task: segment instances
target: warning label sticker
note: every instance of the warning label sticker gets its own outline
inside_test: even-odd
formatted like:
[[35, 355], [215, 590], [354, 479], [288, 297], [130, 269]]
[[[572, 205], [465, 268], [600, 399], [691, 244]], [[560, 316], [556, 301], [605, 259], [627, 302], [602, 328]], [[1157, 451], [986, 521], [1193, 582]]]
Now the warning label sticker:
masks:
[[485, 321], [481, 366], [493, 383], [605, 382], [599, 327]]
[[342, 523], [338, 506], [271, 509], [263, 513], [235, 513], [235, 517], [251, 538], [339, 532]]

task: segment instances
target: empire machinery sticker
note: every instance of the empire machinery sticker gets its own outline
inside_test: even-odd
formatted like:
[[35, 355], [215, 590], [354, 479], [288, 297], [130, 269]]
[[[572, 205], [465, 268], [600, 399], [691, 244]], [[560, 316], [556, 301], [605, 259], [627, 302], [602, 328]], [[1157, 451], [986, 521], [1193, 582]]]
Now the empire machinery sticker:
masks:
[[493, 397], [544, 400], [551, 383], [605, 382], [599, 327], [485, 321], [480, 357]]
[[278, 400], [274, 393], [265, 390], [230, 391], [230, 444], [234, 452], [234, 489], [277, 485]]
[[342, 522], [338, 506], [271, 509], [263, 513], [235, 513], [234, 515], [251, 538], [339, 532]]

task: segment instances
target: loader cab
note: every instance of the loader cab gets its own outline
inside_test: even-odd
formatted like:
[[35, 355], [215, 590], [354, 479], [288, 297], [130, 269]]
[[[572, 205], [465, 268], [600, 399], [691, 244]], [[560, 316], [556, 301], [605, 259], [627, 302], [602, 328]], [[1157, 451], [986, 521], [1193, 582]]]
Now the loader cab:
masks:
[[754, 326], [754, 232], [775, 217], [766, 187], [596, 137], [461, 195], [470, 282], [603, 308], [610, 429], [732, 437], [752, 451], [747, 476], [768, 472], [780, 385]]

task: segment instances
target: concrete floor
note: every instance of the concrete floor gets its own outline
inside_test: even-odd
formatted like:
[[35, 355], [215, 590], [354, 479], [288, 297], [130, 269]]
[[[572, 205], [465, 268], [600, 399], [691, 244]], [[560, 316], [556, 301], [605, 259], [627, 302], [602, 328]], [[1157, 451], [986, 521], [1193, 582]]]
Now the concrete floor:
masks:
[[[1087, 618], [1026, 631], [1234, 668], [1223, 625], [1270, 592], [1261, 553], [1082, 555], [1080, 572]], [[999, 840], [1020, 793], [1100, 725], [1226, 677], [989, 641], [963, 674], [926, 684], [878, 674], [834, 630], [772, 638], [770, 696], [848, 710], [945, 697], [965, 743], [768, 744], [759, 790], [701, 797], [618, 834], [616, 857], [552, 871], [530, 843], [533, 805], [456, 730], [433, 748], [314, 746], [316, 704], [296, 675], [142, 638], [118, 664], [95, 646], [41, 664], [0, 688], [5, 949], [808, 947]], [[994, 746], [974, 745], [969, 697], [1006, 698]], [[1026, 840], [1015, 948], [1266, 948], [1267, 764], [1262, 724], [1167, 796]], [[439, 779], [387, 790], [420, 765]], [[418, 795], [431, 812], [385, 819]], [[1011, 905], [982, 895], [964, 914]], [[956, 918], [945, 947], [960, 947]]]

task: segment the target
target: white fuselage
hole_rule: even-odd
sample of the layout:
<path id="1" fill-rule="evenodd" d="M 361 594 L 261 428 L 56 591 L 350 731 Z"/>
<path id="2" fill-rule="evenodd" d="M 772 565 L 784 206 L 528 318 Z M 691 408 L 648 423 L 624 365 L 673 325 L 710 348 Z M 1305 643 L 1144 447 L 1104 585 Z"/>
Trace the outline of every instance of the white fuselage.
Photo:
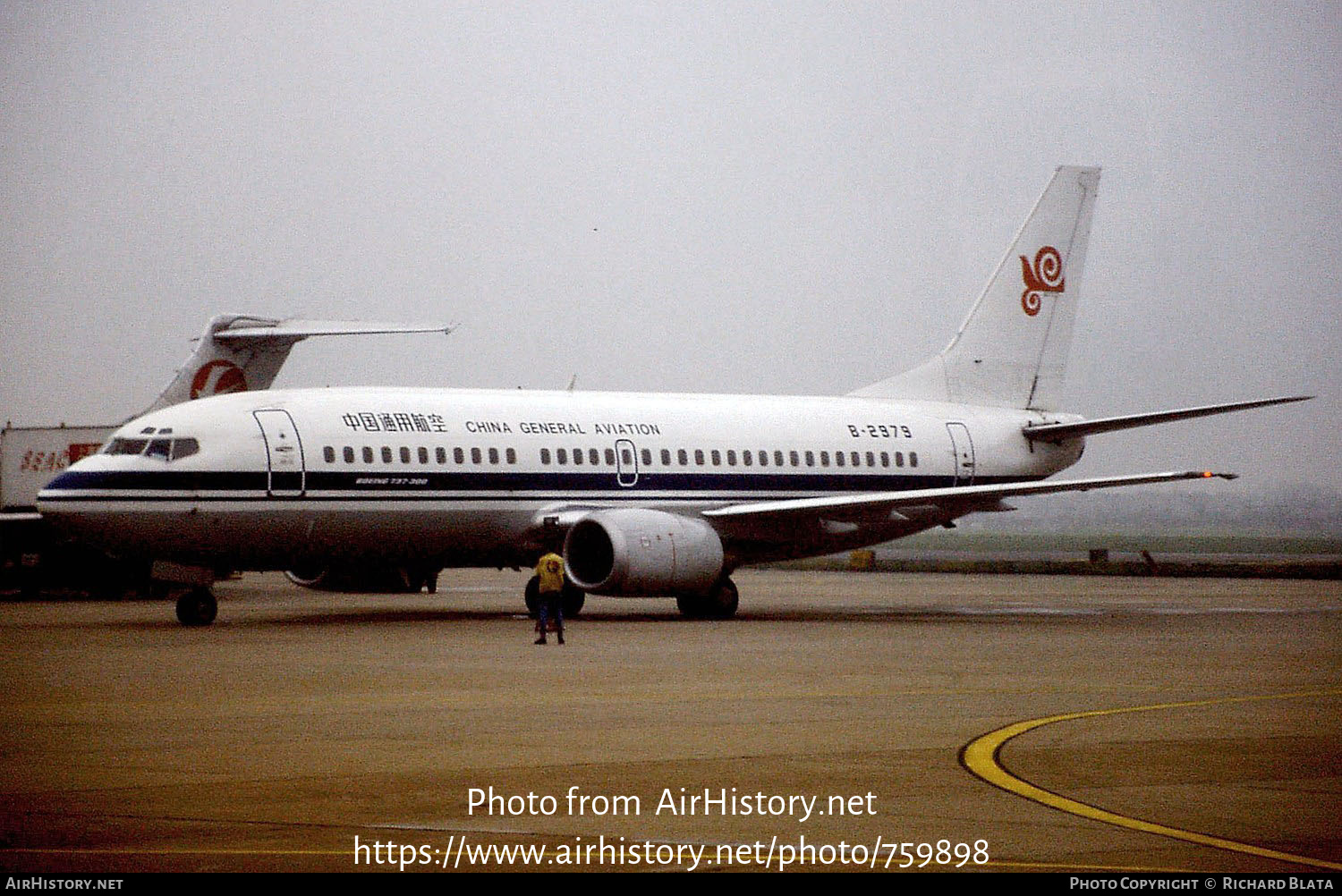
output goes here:
<path id="1" fill-rule="evenodd" d="M 1082 452 L 1082 440 L 1031 445 L 1021 427 L 1044 418 L 858 397 L 247 392 L 126 424 L 109 449 L 54 480 L 39 507 L 113 551 L 154 559 L 502 566 L 534 559 L 546 518 L 581 508 L 696 515 L 741 502 L 1041 479 Z M 134 452 L 136 440 L 160 444 Z M 169 440 L 195 444 L 188 452 Z M 858 531 L 739 542 L 729 545 L 730 565 L 876 543 L 954 515 L 929 507 Z"/>

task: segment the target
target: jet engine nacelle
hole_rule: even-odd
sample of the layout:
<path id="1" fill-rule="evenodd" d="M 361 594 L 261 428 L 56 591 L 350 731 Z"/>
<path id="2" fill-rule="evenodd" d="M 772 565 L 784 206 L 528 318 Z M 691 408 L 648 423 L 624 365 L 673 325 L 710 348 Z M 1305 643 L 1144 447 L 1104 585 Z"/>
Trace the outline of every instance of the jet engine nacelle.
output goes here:
<path id="1" fill-rule="evenodd" d="M 722 577 L 722 539 L 702 519 L 599 510 L 569 528 L 564 563 L 596 594 L 705 594 Z"/>

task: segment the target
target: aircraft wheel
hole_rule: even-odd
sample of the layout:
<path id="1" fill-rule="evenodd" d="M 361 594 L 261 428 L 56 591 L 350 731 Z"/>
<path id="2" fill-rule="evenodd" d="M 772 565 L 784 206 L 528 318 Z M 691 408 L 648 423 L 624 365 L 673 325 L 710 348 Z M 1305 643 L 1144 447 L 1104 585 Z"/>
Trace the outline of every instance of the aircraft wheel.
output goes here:
<path id="1" fill-rule="evenodd" d="M 735 583 L 723 575 L 707 594 L 682 594 L 675 602 L 687 620 L 730 620 L 737 614 L 741 594 Z"/>
<path id="2" fill-rule="evenodd" d="M 564 583 L 564 618 L 572 620 L 578 613 L 582 612 L 582 605 L 586 602 L 586 592 L 581 587 L 576 587 L 572 582 Z"/>
<path id="3" fill-rule="evenodd" d="M 526 614 L 533 620 L 541 617 L 541 577 L 533 575 L 526 582 Z"/>
<path id="4" fill-rule="evenodd" d="M 219 614 L 219 604 L 208 587 L 192 587 L 177 598 L 177 621 L 183 625 L 209 625 Z"/>

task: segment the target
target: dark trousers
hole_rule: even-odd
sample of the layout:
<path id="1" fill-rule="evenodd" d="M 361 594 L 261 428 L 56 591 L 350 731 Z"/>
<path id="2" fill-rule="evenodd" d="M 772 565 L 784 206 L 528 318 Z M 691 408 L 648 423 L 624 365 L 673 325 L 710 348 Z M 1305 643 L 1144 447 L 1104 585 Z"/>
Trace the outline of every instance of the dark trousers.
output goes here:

※ ※ ※

DIRECTIVE: Rewrite all of the data above with every occurrence of "empire machinery sticker" changed to "machinery decal" and everything else left unchanged. Leave the pictures out of your answer.

WRITTEN RESPONSE:
task: segment instances
target: warning label sticker
note: every instance of the warning label sticker gets its own outline
inside_test: even-odd
formatted like:
[[35, 355], [215, 590], [354, 479], [288, 297], [130, 269]]
[[[572, 205], [465, 268], [600, 399], [691, 244]], [[560, 316], [556, 301], [605, 259], [627, 302], [602, 328]], [[1157, 451], [986, 521], [1193, 582]]]
Now the warning label sticker:
masks:
[[485, 321], [481, 366], [493, 383], [605, 382], [599, 327]]
[[342, 523], [338, 506], [271, 509], [263, 513], [235, 513], [235, 517], [251, 538], [339, 532]]

task: segment instances
target: machinery decal
note: every instance of the machinery decal gets its own outline
inside_test: even-odd
formatted like:
[[35, 355], [215, 590], [354, 479], [288, 297], [130, 269]]
[[[572, 205], [465, 268], [600, 399], [691, 244]], [[560, 316], [556, 301], [605, 259], [627, 302], [602, 328]], [[1157, 451], [986, 521], [1193, 582]]]
Now the machinery decal:
masks:
[[493, 397], [544, 400], [551, 383], [605, 382], [599, 327], [485, 321], [480, 357]]
[[278, 400], [274, 393], [265, 390], [230, 391], [230, 444], [234, 452], [234, 489], [277, 485]]
[[342, 522], [338, 506], [271, 509], [263, 513], [235, 513], [234, 515], [251, 538], [339, 532]]

task: segment instances
target: loader cab
note: every instance of the loader cab gets its own outline
inside_test: even-odd
formatted like:
[[35, 355], [215, 590], [354, 479], [288, 297], [130, 269]]
[[[572, 205], [465, 268], [600, 399], [691, 244]], [[560, 316], [556, 301], [605, 259], [627, 302], [602, 328]], [[1157, 451], [986, 521], [1193, 582]]]
Now the loader cab:
masks:
[[754, 326], [754, 232], [775, 217], [766, 187], [596, 137], [461, 195], [470, 282], [603, 308], [610, 429], [732, 437], [752, 451], [747, 476], [768, 472], [780, 385]]

task: segment instances
target: concrete floor
note: every instance of the concrete floor gets its own outline
inside_test: even-odd
formatted like:
[[35, 355], [215, 590], [354, 479], [288, 297], [130, 269]]
[[[572, 205], [465, 268], [600, 399], [691, 244]], [[560, 316], [556, 301], [605, 259], [627, 302], [602, 328]], [[1157, 451], [986, 521], [1193, 582]]]
Now the concrete floor:
masks:
[[[1087, 618], [1026, 631], [1234, 668], [1223, 625], [1270, 592], [1261, 553], [1082, 555], [1080, 572]], [[999, 840], [1020, 793], [1100, 725], [1226, 677], [989, 641], [963, 674], [926, 684], [878, 674], [834, 630], [772, 638], [770, 696], [848, 710], [945, 697], [965, 743], [768, 744], [759, 790], [701, 797], [618, 834], [616, 857], [552, 871], [530, 843], [533, 805], [456, 730], [433, 748], [314, 746], [316, 704], [296, 675], [142, 638], [118, 664], [95, 646], [41, 664], [0, 688], [5, 949], [808, 947]], [[994, 746], [974, 745], [969, 697], [1006, 698]], [[1026, 840], [1015, 948], [1266, 948], [1267, 764], [1262, 724], [1167, 796]], [[439, 779], [387, 790], [420, 765]], [[418, 795], [431, 812], [385, 819]], [[1011, 905], [982, 895], [964, 914]], [[956, 918], [945, 947], [960, 947]]]

task: segment the target
target: white fuselage
hole_rule: even-odd
sample of the layout:
<path id="1" fill-rule="evenodd" d="M 361 594 L 261 428 L 56 591 L 350 731 Z"/>
<path id="2" fill-rule="evenodd" d="M 772 565 L 784 206 L 528 318 Z M 691 408 L 648 423 L 624 365 L 673 325 L 710 348 Z M 1305 643 L 1144 447 L 1104 585 Z"/>
Trace the outline of every instance of the white fuselage.
Photo:
output goes here:
<path id="1" fill-rule="evenodd" d="M 1082 452 L 1082 440 L 1031 445 L 1021 427 L 1044 418 L 858 397 L 247 392 L 126 424 L 109 449 L 54 480 L 39 507 L 113 551 L 154 559 L 502 566 L 534 559 L 546 518 L 581 508 L 696 515 L 741 502 L 1041 479 Z M 134 452 L 136 440 L 160 444 Z M 169 440 L 195 444 L 188 452 Z M 858 531 L 739 542 L 729 545 L 730 565 L 876 543 L 954 515 L 929 507 Z"/>

task: segment the target
target: jet engine nacelle
hole_rule: even-odd
sample of the layout:
<path id="1" fill-rule="evenodd" d="M 361 594 L 261 428 L 56 591 L 350 731 Z"/>
<path id="2" fill-rule="evenodd" d="M 772 565 L 784 206 L 528 318 Z M 691 408 L 648 423 L 624 365 L 673 325 L 710 348 Z M 1305 643 L 1144 447 L 1104 585 Z"/>
Trace the outline of every instance of the jet engine nacelle.
output goes here:
<path id="1" fill-rule="evenodd" d="M 722 577 L 722 539 L 702 519 L 599 510 L 569 528 L 564 563 L 596 594 L 705 594 Z"/>

task: segment the target
target: aircraft wheel
hole_rule: even-odd
sample of the layout:
<path id="1" fill-rule="evenodd" d="M 361 594 L 261 428 L 56 591 L 350 731 Z"/>
<path id="2" fill-rule="evenodd" d="M 772 565 L 784 206 L 528 318 Z M 691 408 L 648 423 L 624 365 L 673 325 L 710 348 Z M 1305 643 L 1144 447 L 1104 585 Z"/>
Trace the outline of every instance of the aircraft wheel.
output goes here:
<path id="1" fill-rule="evenodd" d="M 735 583 L 723 575 L 707 594 L 682 594 L 675 602 L 687 620 L 730 620 L 737 614 L 741 594 Z"/>
<path id="2" fill-rule="evenodd" d="M 564 583 L 564 618 L 572 620 L 578 613 L 582 612 L 582 605 L 586 602 L 586 592 L 581 587 L 576 587 L 572 582 Z"/>
<path id="3" fill-rule="evenodd" d="M 526 614 L 533 620 L 541 617 L 541 577 L 533 575 L 526 582 Z"/>
<path id="4" fill-rule="evenodd" d="M 219 614 L 219 604 L 208 587 L 192 587 L 177 598 L 177 621 L 183 625 L 209 625 Z"/>

task: segment the target
target: dark trousers
hole_rule: even-odd
sample of the layout:
<path id="1" fill-rule="evenodd" d="M 361 594 L 261 428 L 56 591 L 350 731 Z"/>
<path id="2" fill-rule="evenodd" d="M 772 565 L 784 206 L 528 318 Z M 691 408 L 648 423 L 624 365 L 673 325 L 710 348 Z M 1305 643 L 1144 447 L 1104 585 Z"/>
Trace the outline of every instance of the dark trousers.
output goes here:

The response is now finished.